### INPUT DATA
*** Begin section ***

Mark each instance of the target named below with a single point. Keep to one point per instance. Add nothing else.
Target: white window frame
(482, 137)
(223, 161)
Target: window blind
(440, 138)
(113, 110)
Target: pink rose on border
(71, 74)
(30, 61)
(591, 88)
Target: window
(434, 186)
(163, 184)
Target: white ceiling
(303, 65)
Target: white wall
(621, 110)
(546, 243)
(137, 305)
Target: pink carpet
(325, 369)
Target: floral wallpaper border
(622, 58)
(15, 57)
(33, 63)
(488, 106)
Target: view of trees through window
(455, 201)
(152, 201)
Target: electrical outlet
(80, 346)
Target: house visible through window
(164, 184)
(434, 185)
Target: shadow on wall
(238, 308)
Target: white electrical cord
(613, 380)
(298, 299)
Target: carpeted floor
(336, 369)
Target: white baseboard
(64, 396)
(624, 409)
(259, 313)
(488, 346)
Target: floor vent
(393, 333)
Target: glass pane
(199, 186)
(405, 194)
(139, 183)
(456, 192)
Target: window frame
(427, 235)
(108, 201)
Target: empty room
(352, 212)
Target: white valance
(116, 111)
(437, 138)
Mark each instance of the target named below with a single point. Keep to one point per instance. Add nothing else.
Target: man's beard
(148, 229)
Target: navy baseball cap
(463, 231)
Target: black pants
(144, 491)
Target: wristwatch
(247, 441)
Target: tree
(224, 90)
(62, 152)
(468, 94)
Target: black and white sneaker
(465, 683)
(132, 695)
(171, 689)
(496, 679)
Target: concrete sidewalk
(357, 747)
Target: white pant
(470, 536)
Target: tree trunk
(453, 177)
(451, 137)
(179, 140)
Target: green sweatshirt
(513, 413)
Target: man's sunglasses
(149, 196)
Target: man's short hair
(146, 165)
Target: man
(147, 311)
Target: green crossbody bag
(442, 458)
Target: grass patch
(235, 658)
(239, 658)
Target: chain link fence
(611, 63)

*** End section ***

### ABOUT THIS TASK
The whole of the data above must be given again, unaltered and complete.

### SOLUTION
Mark each instance of the target named below with a single point. Keep to one point per instance. Add nothing else.
Target: white window frame
(482, 137)
(223, 161)
Target: window blind
(440, 138)
(113, 110)
Target: pink rose on border
(71, 74)
(30, 61)
(591, 88)
Target: window
(434, 186)
(163, 184)
Target: white ceiling
(303, 65)
Target: white wall
(621, 110)
(546, 243)
(137, 305)
Target: pink carpet
(325, 369)
Target: floral wallpaper border
(622, 58)
(15, 57)
(33, 63)
(488, 106)
Target: view of trees through window
(455, 201)
(152, 201)
Target: electrical outlet
(80, 346)
Target: house visible through window
(164, 184)
(434, 185)
Target: shadow on wall
(238, 308)
Target: white electrical cord
(613, 380)
(298, 299)
Target: carpeted floor
(336, 369)
Target: white baseboard
(64, 396)
(624, 409)
(259, 313)
(488, 346)
Target: floor vent
(393, 333)
Target: glass pane
(199, 186)
(405, 194)
(139, 183)
(456, 192)
Target: window frame
(427, 235)
(108, 201)
Target: empty room
(352, 212)
Target: white valance
(116, 111)
(437, 138)
Mark each instance of the target named below with a single point. Keep to one point per instance. Add nothing else.
Target: man's beard
(148, 229)
Target: navy baseball cap
(463, 231)
Target: black pants
(144, 491)
Target: wristwatch
(247, 441)
Target: tree
(224, 90)
(62, 152)
(468, 94)
Target: black and white sneaker
(465, 683)
(132, 695)
(171, 689)
(496, 679)
Target: concrete sidewalk
(357, 747)
Target: white pant
(470, 536)
Target: tree trunk
(453, 177)
(451, 137)
(179, 140)
Target: green sweatshirt
(513, 413)
Target: man's sunglasses
(149, 196)
Target: man's short hair
(146, 165)
Target: man
(147, 311)
Target: green crossbody bag
(442, 458)
Target: grass patch
(235, 658)
(239, 658)
Target: chain link fence
(611, 63)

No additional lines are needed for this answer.